### WORK INSTRUCTION
Reproduce the article on Venice during Italy's coronavirus lockdown word for word, in full.

As all of Italy has been placed into lockdown to combat the spread of the coronavirus, eerie images show a near unrecognisable Venice as popular landmarks are empty of tourists.
The country’s prime minister Giuseppe Conte made the announcement on Monday less than 48 hours after several regions of Italy’s north, including the cities of Milan and Venice, were placed under similar restrictions.
Within hours of the announcement photos taken on March 9 show an empty Rialto bridge, an empty San Marco Square, and empty canals with unused Gondolas.
Under current coronavirus restrictions in Italy, people can only travel if they have valid reason to either for work or emergencies.
Inbound and outbound passengers on flights, will have to justify their travel. Temporary visitors will be allowed to leave the country.
Up until recently, tourists were still braving the local sights, with images from just last week showing visitors wearing face masks.
There have been 463 deaths in the country so far from the virus, the highest toll behind China.
The restrictions also include the closure of museums, theatres, cinemas and other public venues.
The scenes are a stark contrast from last year, with images from May 2019 showing tourists flooding the region.
Tourism is one of the main industries in Venice. Although many residents feel as though tourists can be a nuisance, they cannot ignore the fact that tourism is vital to the city's survival.
It is estimated that approximately 20 million tourists visit Venice annually and that number only increases as each year passes.
It seems to be one thing after the next for Venice, after the city was faced with a major flooding event just last year.
Venice's iconic St Mark's Square was ordered closed in November as the historic city suffered its third major flooding in less than a week.
Venice's latest ‘acqua alta’, or high water, saw around 80 percent of the Renaissance city, a UNESCO World Heritage site, submerged, including churches, shops, and homes.
A massive infrastructure project called MOSE has been under way since 2003 to protect the city, but the multi-billion euro project has been plagued by cost overruns, corruption scandals and delays.

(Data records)
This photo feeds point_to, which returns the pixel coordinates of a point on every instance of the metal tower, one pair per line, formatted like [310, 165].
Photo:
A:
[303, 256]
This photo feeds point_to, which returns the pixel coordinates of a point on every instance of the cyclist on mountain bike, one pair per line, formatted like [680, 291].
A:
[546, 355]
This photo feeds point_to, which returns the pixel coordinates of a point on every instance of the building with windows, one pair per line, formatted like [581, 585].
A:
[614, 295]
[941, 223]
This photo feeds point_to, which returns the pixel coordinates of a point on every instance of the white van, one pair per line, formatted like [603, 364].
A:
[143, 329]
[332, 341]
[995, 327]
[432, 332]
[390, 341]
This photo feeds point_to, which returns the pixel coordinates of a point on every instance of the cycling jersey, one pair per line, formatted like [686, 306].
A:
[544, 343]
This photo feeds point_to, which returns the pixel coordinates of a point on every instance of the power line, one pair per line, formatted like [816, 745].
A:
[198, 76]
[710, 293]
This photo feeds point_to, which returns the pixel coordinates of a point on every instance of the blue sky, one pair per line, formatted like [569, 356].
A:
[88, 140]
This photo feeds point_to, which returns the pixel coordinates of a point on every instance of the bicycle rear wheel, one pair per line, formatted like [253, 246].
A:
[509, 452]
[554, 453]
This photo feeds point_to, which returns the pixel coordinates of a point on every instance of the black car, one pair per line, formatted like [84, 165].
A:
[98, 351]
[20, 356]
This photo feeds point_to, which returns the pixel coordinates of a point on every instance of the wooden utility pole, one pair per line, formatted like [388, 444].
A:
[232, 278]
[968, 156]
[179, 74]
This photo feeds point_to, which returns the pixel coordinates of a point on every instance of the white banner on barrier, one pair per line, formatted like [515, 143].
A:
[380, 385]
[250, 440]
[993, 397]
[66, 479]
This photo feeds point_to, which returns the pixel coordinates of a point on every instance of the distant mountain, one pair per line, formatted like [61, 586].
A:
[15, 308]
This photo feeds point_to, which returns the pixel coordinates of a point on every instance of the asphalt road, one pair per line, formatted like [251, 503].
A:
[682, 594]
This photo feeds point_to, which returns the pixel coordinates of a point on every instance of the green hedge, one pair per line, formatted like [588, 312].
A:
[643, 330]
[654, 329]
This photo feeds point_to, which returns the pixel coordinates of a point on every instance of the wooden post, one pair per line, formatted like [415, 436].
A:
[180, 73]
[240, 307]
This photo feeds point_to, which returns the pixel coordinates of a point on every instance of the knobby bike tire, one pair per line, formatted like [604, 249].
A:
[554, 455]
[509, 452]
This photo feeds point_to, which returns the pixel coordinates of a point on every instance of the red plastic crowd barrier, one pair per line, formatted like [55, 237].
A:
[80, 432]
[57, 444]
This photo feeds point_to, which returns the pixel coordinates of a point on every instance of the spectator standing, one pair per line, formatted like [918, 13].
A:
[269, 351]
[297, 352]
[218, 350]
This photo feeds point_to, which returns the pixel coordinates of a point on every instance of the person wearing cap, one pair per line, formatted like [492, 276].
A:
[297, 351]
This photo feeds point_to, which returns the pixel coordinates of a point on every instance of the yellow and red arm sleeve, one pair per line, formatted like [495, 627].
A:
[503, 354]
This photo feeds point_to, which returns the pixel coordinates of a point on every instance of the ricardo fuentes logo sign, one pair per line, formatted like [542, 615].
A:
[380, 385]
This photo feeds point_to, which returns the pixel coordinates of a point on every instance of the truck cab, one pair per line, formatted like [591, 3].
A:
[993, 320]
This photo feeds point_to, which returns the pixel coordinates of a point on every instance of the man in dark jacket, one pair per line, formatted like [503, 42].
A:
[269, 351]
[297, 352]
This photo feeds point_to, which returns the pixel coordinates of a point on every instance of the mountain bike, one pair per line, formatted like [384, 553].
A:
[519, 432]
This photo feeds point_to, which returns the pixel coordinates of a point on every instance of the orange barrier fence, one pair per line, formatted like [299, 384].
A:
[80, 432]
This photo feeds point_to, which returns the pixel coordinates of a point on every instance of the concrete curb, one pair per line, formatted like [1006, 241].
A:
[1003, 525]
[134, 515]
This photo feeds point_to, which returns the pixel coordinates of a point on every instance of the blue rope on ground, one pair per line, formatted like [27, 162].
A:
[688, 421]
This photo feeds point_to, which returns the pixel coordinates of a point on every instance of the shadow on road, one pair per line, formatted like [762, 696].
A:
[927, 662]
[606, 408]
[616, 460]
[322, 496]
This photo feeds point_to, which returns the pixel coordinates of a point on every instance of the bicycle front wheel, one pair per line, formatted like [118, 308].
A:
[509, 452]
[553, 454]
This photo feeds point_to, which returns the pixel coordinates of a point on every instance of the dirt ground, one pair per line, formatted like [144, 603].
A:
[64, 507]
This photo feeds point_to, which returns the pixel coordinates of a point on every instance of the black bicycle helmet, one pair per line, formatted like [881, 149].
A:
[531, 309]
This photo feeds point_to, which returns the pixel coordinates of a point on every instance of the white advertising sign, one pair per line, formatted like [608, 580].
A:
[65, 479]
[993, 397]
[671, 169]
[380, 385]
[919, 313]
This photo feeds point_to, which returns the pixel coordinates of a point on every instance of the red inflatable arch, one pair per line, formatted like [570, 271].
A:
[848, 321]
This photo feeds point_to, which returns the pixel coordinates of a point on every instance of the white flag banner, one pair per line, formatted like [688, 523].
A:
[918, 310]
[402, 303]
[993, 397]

### SOLUTION FOR THIS TASK
As all of Italy has been placed into lockdown to combat the spread of the coronavirus, eerie images show a near unrecognisable Venice as popular landmarks are empty of tourists.
The country’s prime minister Giuseppe Conte made the announcement on Monday less than 48 hours after several regions of Italy’s north, including the cities of Milan and Venice, were placed under similar restrictions.
Within hours of the announcement photos taken on March 9 show an empty Rialto bridge, an empty San Marco Square, and empty canals with unused Gondolas.
Under current coronavirus restrictions in Italy, people can only travel if they have valid reason to either for work or emergencies.
Inbound and outbound passengers on flights, will have to justify their travel. Temporary visitors will be allowed to leave the country.
Up until recently, tourists were still braving the local sights, with images from just last week showing visitors wearing face masks.
There have been 463 deaths in the country so far from the virus, the highest toll behind China.
The restrictions also include the closure of museums, theatres, cinemas and other public venues.
The scenes are a stark contrast from last year, with images from May 2019 showing tourists flooding the region.
Tourism is one of the main industries in Venice. Although many residents feel as though tourists can be a nuisance, they cannot ignore the fact that tourism is vital to the city's survival.
It is estimated that approximately 20 million tourists visit Venice annually and that number only increases as each year passes.
It seems to be one thing after the next for Venice, after the city was faced with a major flooding event just last year.
Venice's iconic St Mark's Square was ordered closed in November as the historic city suffered its third major flooding in less than a week.
Venice's latest ‘acqua alta’, or high water, saw around 80 percent of the Renaissance city, a UNESCO World Heritage site, submerged, including churches, shops, and homes.
A massive infrastructure project called MOSE has been under way since 2003 to protect the city, but the multi-billion euro project has been plagued by cost overruns, corruption scandals and delays.